* **Gestellte Aufgabe 1**: Bitte nenne alle Tätigkeiten, die der Textabschnitt nach „Ein großes Plus der Ausstellung ist die Abwechslung:“ aufzählt.
* **Gestellte Aufgabe 2**: Gib den Textabschnitt beginnend mit „Und die hab“ und endend mit „weiter erkunden möchte.“ wieder und tausche dabei „Mädchen“ gegen „Freundinnen“ aus.

* **Textabschnitt**:
Zeitzeugen-Interviews – aber von wem?
Innerhalb der Ausstellung haben Zeitzeugen-Interviews eine große Präsenz. Der Besucher dürfte sich durch die alltäglichen, zuweilen lustigen und dramatischen Zitate den ehemaligen Hafenarbeitern näher fühlen.
Ein visuelles Highlight ist beispielsweise eine Vitrine mit 49 glänzenden Ringen. Das Zitat machte neugierig:
„Ich war 49 mal verlobt in Übersee!
Ich habe mir so billige Ringe gekauft, 49 Stück, vergoldet, so einfache von „Seifenplatz“.
Und die hab ich dann all meinen Mädchen gegeben.
49 mal verlobt,
die 50ste habe ich dann geheiratet – und bin hier geblieben.
Herr Reichl-Reichel erlernte den Beruf des Stewards und fuhr lange zu See.“
Was für eine Geschichte! Sie dürfte so manchen Besucher faszinieren. Noch gelungener wäre sie, wenn in diesem und anderen Fällen biografische Daten folgen würden.
Exponate mit Geschmack
Die Präsentation der Exponate ist sehr ansprechend. Bereits die Eingangssituation, in welcher der Besucher über eine Gangway in die zweite Etage gelangt, vorbei an der in Säcke gefüllten Ladung, macht Lust auf mehr. Oben angelangt bietet sich der Blick in einen liebevoll gestalteten Raum. Warmes Licht, geschmackvoll eingerichtete Vitrinen und Hand-ons laden zum Angucken und Mitmachen ein. Dem Besucher bleibt es selbst überlassen, wie er die Ausstellung weiter erkunden möchte.
Hands-on – eine schöne Idee mit kleinen Fehlern
Ein großes Plus der Ausstellung ist die Abwechslung: Video sehen, Audio hören, hier drücken, dort drehen, ein wenig riechen, Kräfte messen, Karren schieben und so fort. Für Familien mit größeren Kindern ist diese Art von Museum daher bestens geeignet, um sich spielerisch Informationen anzueignen, ohne passiv vor den Exponaten stehen bleiben zu müssen. Auch das zu Beginn der Ausstellung gereichte Büchlein, das wie bei einer Schnitzeljagd mit Informationsaufklebern bestückt werden kann, begeistert. Ein kleiner Wehrmutstropfen war hingegen die Tatsache, dass viele Hands-on informationsfrei blieben. Diese sind für Menschen ohne maritimen Wissenshintergrund nicht immer selbsterklärend. So laden drei, jeweils mit einem Sack beschwerte Seile zwar dazu ein, sich dranzuhängen und zu testen, mit welcher Vorrichtung das Gewicht leichter zu heben ist. Aber warum das Ergebnis ist wie es ist, bleibt ohne Erklärung. Ebenfalls schade insbesondere für die Zielgruppe „ältere Kinder“: Manche Hands-on funktionieren nur eingeschränkt.

* **Auszug aus Datensatz**:

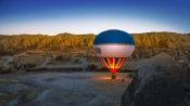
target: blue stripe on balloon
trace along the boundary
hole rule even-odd
[[[134,38],[122,30],[111,29],[99,34],[93,45],[105,44],[105,43],[121,43],[121,44],[135,44]]]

* **Ergebnis 1**:
- Video sehen
- Audio hören
- hier drücken
- dort drehen
- ein wenig riechen
- Kräfte messen
- Karren schieben

* **Ergebnis 2**:
Und die hab ich dann all meinen Freundinnen gegeben.
49 mal verlobt,
die 50ste habe ich dann geheiratet – und bin hier geblieben.
Herr Reichl-Reichel erlernte den Beruf des Stewards und fuhr lange zu See.“
Was für eine Geschichte! Sie dürfte so manchen Besucher faszinieren. Noch gelungener wäre sie, wenn in diesem und anderen Fällen biografische Daten folgen würden.
Exponate mit Geschmack
Die Präsentation der Exponate ist sehr ansprechend. Bereits die Eingangssituation, in welcher der Besucher über eine Gangway in die zweite Etage gelangt, vorbei an der in Säcke gefüllten Ladung, macht Lust auf mehr. Oben angelangt bietet sich der Blick in einen liebevoll gestalteten Raum. Warmes Licht, geschmackvoll eingerichtete Vitrinen und Hand-ons laden zum Angucken und Mitmachen ein. Dem Besucher bleibt es selbst überlassen, wie er die Ausstellung weiter erkunden möchte.